## Problem set
[1] In the Prompts to Table repository text, reproduce word for word the passage from "Prompts to Table: Structured" up to and including "the pre-print here.".
[2] According to the Prompts to Table repository text, in what file formats can the input data be supplied?
[3] Write the next part of the Prompts to Table repository text, starting after its last line.

## Extract provided
━━━━━━━━━━
Prompts to Table: Structured Data Extraction with Promptflow
Welcome to the Prompts to table code repo! This contains some code to get started using this workflow for information extraction from medical texts. Check out the pre-print here.
What is this?
This repository contains code to extract structured data from unstructured text using a prompt-based approach. The goal is to convert free-text medical information into a structured format that can be easily analyzed and processed.
As mentioned in the pre-print, this specific workflow is not intended to be the “primary product”, we instead point readers to our tables (in both the main text and supplement) that introduce higher level considerations for using LLMs for clinical information extraction.
This quarto docs site has a lot of pages that are empty, right now I only have the main page and the quickstart page done. I may stop here if there isn’t much interest in using this code. However, if you are interested and want me to add more content, please feel free to open an issue or shoot me an email. david.hein@utsouthwestern.edu There is also an example Jupyter notebook in the main directory
How does it work?
The overall workflow is as follows:
- Define Your Target: You create an extraction schema specifying what information you want to extract (e.g., item names, expected labels/values) and entity specific instructions to guide the LLM.
- Run the Pipeline: Using the core
pf_batch_run_wrapper
function, you point the toolkit to your input data (CSV or JSONL files containing report text) and your schema. - Automated Processing: The toolkit leverages Microsoft Promptflow to:
- Manage connections to LLMs (Azure OpenAI or standard OpenAI-compatible APIs).
━━━━━━━━━━
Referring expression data
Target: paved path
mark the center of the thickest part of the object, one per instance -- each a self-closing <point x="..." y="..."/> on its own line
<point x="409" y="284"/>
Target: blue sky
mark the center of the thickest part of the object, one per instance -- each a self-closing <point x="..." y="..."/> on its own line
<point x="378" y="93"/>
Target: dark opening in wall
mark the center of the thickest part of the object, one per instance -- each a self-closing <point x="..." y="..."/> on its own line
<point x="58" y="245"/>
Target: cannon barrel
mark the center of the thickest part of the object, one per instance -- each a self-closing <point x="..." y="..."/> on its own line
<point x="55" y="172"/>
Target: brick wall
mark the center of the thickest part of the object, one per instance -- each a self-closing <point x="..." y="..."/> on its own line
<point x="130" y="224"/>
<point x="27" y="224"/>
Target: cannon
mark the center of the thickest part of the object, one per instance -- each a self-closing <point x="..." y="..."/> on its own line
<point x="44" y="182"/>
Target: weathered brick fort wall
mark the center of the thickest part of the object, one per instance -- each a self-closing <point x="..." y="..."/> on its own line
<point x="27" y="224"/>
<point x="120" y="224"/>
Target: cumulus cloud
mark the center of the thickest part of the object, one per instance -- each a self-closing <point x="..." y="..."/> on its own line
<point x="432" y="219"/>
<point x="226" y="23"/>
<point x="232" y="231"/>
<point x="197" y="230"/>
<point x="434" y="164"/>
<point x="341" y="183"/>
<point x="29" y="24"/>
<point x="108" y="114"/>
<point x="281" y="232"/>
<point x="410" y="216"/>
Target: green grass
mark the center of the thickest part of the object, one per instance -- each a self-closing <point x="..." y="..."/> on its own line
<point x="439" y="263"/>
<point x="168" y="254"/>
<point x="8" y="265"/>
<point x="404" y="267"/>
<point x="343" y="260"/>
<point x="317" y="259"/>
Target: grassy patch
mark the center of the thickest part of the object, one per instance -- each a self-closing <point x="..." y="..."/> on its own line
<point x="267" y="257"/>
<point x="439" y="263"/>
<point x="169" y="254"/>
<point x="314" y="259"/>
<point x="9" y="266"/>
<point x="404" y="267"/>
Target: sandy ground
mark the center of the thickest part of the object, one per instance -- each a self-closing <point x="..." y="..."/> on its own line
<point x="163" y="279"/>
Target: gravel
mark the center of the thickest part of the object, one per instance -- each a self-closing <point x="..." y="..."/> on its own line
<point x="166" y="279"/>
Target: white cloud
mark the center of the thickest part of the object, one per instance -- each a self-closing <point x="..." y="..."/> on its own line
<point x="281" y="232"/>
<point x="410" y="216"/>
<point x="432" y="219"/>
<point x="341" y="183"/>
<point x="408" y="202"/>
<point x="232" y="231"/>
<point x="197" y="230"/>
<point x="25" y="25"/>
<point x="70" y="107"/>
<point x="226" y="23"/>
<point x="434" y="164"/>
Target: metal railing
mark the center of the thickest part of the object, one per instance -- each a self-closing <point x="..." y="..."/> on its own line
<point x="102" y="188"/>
━━━━━━━━━━
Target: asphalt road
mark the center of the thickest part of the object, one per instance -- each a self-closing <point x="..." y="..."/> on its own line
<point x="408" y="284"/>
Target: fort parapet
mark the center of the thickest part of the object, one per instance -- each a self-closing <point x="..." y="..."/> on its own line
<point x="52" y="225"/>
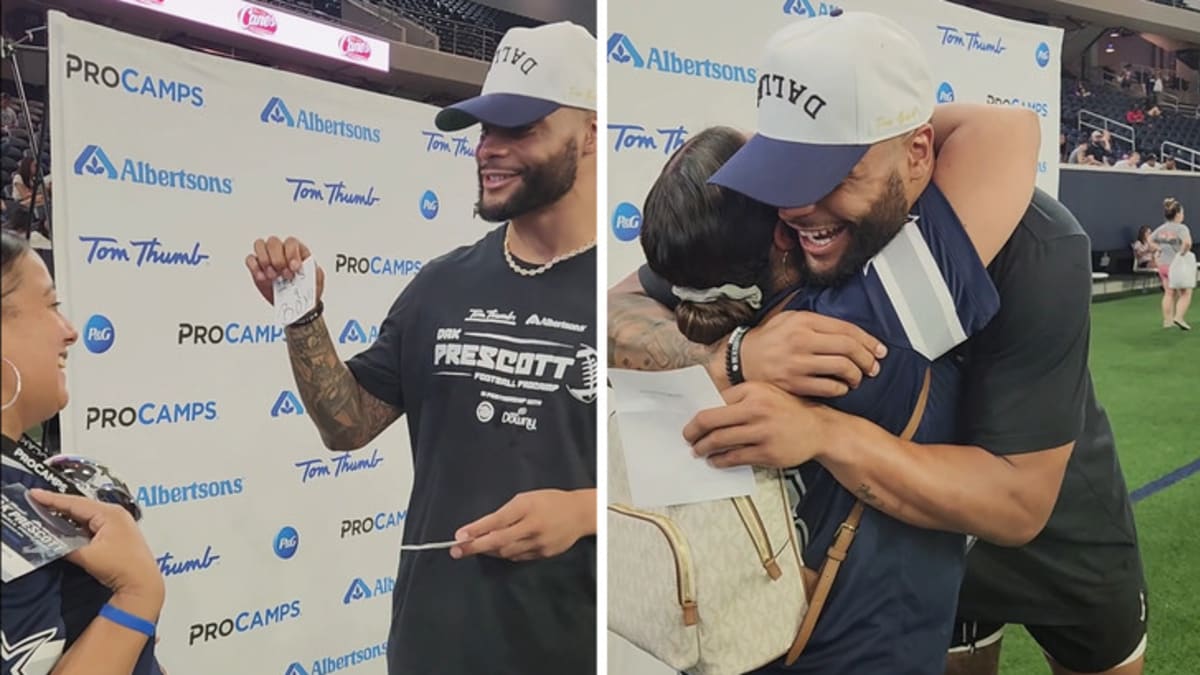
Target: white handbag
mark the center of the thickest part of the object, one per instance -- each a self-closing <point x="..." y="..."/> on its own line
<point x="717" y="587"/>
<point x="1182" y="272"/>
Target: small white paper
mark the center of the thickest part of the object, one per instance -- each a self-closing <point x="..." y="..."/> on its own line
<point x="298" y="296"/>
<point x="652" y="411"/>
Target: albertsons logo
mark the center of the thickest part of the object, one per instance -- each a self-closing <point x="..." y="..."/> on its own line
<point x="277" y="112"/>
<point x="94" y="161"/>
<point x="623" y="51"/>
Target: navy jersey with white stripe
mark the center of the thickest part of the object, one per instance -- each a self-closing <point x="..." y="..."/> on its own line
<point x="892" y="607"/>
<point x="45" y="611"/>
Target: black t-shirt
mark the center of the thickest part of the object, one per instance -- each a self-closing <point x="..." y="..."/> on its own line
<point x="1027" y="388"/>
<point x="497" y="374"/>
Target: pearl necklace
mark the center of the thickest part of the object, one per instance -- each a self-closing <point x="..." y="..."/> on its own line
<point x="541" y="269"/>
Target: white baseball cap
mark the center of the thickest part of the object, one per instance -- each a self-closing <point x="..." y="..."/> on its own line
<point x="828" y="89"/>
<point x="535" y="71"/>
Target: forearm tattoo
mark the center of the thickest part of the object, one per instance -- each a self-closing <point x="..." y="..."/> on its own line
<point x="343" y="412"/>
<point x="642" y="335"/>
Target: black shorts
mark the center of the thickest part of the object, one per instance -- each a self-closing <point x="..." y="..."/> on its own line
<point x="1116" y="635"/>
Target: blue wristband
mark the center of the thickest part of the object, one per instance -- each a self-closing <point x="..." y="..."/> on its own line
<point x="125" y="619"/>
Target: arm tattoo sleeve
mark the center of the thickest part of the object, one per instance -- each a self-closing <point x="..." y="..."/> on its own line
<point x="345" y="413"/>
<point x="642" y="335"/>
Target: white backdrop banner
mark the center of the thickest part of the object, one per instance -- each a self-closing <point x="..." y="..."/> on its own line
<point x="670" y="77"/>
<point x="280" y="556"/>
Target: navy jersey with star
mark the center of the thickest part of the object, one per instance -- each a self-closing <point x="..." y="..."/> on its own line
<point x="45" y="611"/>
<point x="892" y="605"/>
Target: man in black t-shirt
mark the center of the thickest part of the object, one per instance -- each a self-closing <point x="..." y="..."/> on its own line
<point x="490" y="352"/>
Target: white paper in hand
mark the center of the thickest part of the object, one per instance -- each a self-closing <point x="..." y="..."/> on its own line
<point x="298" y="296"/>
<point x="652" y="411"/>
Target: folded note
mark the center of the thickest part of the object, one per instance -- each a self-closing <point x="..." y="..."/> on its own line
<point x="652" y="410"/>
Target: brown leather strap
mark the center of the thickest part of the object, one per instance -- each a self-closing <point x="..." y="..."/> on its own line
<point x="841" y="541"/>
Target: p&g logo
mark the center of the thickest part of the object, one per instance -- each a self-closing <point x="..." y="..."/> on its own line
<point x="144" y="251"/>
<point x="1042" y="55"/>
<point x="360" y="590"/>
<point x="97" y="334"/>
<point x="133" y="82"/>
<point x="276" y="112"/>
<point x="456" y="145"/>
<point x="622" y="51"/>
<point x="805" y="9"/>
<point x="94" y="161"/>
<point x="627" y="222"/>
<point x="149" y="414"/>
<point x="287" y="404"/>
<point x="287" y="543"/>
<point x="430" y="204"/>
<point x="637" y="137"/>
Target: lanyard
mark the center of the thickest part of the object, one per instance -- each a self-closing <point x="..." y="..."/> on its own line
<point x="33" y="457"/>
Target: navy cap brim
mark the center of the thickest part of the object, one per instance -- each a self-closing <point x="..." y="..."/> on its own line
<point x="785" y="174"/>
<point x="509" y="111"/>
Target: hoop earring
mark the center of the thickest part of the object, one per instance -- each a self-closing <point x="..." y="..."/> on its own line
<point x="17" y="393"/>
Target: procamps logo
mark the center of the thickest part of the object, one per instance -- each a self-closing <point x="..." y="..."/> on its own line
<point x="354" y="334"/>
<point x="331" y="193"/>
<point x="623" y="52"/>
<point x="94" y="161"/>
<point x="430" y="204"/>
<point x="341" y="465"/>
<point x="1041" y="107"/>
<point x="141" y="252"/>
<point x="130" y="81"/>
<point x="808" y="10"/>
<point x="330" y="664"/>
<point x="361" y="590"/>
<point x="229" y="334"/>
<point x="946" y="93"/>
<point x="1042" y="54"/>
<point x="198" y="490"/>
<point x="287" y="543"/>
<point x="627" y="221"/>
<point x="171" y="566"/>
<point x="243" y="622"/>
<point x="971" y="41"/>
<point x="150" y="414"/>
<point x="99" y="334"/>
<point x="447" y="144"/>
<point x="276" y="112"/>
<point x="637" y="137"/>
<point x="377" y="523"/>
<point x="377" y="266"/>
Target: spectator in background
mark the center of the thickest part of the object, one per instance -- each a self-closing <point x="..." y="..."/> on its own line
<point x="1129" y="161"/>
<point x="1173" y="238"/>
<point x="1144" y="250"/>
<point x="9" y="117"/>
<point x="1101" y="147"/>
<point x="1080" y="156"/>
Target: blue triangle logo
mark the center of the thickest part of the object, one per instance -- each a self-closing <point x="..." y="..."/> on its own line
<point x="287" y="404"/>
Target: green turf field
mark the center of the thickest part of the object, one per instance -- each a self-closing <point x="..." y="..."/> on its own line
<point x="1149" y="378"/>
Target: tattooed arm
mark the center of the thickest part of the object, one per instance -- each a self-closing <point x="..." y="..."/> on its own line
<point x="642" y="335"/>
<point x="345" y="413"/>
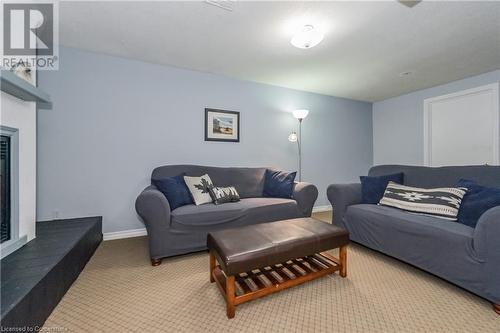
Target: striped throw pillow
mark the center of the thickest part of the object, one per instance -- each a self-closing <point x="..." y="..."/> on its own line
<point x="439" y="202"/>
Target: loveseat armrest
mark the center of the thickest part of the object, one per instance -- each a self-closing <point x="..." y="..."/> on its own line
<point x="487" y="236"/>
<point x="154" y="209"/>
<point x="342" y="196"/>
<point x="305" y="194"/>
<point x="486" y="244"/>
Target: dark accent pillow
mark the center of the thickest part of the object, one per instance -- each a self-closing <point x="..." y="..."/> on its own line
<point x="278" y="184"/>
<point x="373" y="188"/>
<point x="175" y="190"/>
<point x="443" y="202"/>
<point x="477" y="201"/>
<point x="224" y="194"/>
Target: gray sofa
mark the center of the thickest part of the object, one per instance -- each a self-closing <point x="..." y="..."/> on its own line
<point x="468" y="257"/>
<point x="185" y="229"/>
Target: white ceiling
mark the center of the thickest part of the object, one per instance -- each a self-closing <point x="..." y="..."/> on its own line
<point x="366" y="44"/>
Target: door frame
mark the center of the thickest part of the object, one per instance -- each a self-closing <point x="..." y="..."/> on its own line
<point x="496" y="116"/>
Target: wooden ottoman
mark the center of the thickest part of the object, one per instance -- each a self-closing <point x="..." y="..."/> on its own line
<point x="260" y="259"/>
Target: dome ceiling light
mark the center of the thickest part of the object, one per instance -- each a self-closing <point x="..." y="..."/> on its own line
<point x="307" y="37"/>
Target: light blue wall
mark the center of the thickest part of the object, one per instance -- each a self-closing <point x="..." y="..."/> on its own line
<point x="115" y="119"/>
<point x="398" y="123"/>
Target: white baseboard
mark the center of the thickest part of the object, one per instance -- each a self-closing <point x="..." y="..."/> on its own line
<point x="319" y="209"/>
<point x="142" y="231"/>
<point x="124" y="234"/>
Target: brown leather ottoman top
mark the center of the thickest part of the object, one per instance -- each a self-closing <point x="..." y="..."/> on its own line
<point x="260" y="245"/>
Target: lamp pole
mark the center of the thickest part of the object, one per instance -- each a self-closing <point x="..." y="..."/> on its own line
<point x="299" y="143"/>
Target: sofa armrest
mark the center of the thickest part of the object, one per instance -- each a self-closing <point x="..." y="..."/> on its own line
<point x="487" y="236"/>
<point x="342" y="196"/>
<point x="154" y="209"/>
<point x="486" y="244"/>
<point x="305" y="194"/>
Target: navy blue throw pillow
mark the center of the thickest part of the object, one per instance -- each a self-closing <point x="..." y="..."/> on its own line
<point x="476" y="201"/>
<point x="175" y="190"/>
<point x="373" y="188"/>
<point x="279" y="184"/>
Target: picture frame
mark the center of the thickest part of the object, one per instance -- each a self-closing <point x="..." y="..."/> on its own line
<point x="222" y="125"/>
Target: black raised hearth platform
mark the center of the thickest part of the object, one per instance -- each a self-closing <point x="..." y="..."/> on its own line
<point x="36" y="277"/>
━━━━━━━━━━
## Responses
[1]
Prompts to Table: Structured Data Extraction with Promptflow
Welcome to the Prompts to table code repo! This contains some code to get started using this workflow for information extraction from medical texts. Check out the pre-print here.

[2] CSV or JSONL files containing report text.

[3]
- Orchestrate the extraction workflow based on your schema (supporting different patterns like report-level vs. specimen-level features or panels).
- Process reports efficiently in batches with configurable parallelism.
- Handle intermediate data preparation and cleanup.
- Structured Output: The final, complex JSON output from Promptflow can be easily converted into a flat, analysis-ready pandas DataFrame using the
flatten_outputs
utility function.
Key Concepts
- Schemas: The heart of the process. Define your desired output structure, labels, and entity specific LLM guidance. (See the Schema Guide)
- Promptflow Engine: Provides the robust backend for workflow execution, logging, and scalability.
- Flexible Flows: Tailor extraction to different data scopes (report/specimen) and types (feature/panel). *(Learn more in Flow Types
- Simplified Interface: Primarily interact via the main wrapper function. (See the Quickstart or API Reference)
- Helper Utilities: Tools for data prep, result flattening, and even attempting to fix malformed JSON. (Explore the API Reference)
Getting Started
This project utilizes uv for managing the environment and dependencies. To get started, see the Quickstart guide. This will walk you through setting up your environment, installing dependencies, and running the first example.
The main orchestration code is located in app/helper_functions
and can be imported into notebooks or scripts. The main function to run the pipeline is pf_batch_run_wrapper
, which takes care of most of the heavy lifting.
Prompt flows
The app directory contains three subdirectories, each representing a specific type of data extraction flow. See the Flow Types guide for more details on how to use these flows.
Supported Models
Currently supported are OpenAI models through Azure, and OpenAI-compatible APIs. Instructions for adding connections is found in guides here.